AVAILABLE DATA
****************

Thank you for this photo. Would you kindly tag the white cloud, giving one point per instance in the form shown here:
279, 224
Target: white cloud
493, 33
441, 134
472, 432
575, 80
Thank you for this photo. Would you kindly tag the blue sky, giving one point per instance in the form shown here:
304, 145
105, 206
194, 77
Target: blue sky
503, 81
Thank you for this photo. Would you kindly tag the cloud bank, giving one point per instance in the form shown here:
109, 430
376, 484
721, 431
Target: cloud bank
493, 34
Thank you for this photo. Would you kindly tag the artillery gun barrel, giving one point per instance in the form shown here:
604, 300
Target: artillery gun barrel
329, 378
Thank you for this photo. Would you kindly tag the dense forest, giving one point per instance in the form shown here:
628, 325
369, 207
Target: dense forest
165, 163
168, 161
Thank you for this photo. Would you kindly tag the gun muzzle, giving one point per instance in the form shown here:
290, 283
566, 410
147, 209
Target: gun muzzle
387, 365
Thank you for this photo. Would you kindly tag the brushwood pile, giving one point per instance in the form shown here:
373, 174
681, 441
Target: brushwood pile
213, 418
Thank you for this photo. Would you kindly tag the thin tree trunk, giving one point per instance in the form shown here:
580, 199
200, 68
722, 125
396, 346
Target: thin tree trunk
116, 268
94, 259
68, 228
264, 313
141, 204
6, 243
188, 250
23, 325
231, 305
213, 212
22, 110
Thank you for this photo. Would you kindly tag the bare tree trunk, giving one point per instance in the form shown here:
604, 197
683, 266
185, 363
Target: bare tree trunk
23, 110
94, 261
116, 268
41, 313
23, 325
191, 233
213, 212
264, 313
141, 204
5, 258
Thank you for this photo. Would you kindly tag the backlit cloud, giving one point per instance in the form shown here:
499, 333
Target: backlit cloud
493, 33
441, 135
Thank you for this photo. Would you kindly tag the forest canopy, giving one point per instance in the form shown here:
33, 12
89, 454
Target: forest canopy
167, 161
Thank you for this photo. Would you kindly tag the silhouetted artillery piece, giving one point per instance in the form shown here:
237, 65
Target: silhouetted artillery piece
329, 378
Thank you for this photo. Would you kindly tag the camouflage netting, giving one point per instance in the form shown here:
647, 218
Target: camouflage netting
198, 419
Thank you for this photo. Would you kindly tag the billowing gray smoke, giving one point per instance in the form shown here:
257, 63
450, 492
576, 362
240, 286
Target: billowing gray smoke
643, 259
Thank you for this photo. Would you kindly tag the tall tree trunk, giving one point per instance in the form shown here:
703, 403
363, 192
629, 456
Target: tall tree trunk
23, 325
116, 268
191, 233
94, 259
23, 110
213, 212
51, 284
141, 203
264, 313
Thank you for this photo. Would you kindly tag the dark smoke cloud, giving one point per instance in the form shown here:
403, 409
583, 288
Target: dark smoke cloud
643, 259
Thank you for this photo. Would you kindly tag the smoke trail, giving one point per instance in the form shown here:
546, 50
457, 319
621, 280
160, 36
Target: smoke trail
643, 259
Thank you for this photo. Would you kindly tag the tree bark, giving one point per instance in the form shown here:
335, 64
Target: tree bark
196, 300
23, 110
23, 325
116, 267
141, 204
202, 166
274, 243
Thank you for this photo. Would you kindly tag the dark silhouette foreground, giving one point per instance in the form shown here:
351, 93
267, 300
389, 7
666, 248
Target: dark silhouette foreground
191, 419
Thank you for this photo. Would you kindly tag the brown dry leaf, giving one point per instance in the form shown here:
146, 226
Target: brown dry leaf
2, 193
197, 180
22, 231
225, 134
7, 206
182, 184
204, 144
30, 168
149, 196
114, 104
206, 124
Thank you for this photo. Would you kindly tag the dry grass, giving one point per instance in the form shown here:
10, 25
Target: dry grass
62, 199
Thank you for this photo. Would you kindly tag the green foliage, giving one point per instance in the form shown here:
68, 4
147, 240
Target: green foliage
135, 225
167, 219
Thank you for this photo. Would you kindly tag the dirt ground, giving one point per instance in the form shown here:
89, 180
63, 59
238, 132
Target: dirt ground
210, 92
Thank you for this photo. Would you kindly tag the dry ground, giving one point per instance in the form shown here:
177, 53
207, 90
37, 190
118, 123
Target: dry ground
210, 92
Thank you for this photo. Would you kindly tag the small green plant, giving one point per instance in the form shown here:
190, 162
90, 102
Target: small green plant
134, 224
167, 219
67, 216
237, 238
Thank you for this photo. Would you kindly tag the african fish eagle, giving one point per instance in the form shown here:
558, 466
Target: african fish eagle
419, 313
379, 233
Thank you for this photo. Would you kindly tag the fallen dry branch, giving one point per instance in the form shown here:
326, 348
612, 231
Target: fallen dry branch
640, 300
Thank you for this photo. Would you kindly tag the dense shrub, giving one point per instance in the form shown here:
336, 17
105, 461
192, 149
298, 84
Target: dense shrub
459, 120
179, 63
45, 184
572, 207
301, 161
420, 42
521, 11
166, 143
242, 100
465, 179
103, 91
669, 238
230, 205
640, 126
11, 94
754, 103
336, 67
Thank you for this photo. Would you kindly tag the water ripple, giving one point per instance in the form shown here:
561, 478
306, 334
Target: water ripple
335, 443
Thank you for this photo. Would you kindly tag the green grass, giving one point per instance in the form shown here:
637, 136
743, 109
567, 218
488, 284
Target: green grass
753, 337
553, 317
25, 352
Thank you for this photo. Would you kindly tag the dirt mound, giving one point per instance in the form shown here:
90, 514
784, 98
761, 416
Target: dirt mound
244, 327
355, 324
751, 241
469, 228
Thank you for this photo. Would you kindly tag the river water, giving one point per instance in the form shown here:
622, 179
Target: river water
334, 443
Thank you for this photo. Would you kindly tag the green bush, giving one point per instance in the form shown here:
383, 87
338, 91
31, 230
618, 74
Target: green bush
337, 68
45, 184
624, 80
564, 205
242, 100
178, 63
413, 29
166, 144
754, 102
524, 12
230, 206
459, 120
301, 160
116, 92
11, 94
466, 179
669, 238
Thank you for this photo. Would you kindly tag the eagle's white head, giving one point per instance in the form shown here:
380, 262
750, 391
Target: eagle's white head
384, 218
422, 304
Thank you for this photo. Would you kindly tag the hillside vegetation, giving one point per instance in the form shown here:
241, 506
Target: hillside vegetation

****************

WORK TO BE COMPLETED
I'd like every line with the string "hillside" copied from the listing.

RESPONSE TO THE TASK
Thank you for this photo. Would you kindly tag the hillside vegetation, giving one point per instance in the form shown here:
Target: hillside vegetation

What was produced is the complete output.